[Eine Reihe von Datensätzen]
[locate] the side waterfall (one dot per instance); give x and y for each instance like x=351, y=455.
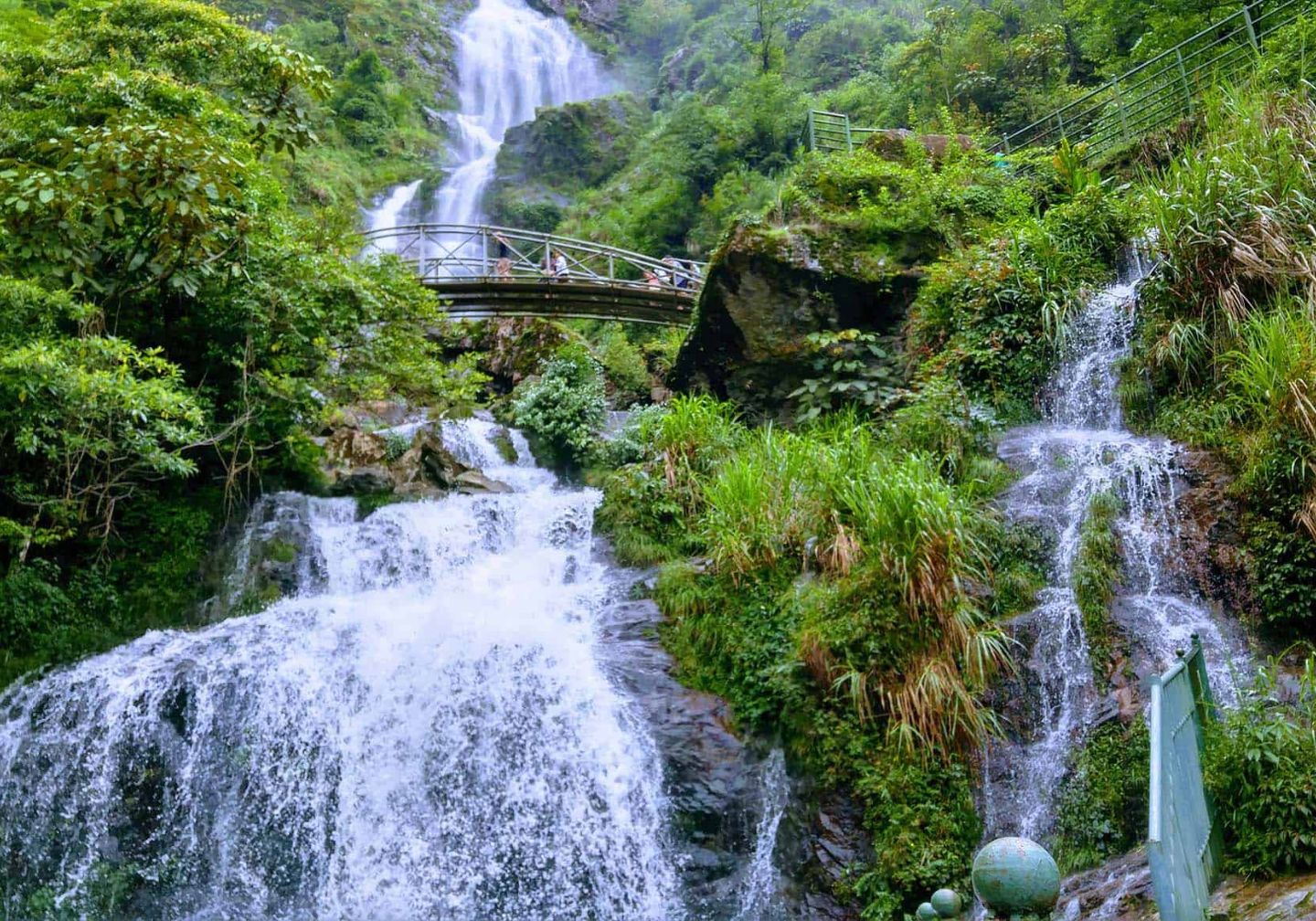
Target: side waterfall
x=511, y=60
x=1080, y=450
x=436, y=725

Was zu tun ist: Tippe bitte alle Datensätze oben Zeile für Zeile unverändert ab. Lass dabei die Bilder weg.

Lösung der Aufgabe:
[locate] the side waterfall (one dot per instance); give x and y for each instance like x=351, y=455.
Target: side waterfall
x=511, y=60
x=1080, y=450
x=436, y=725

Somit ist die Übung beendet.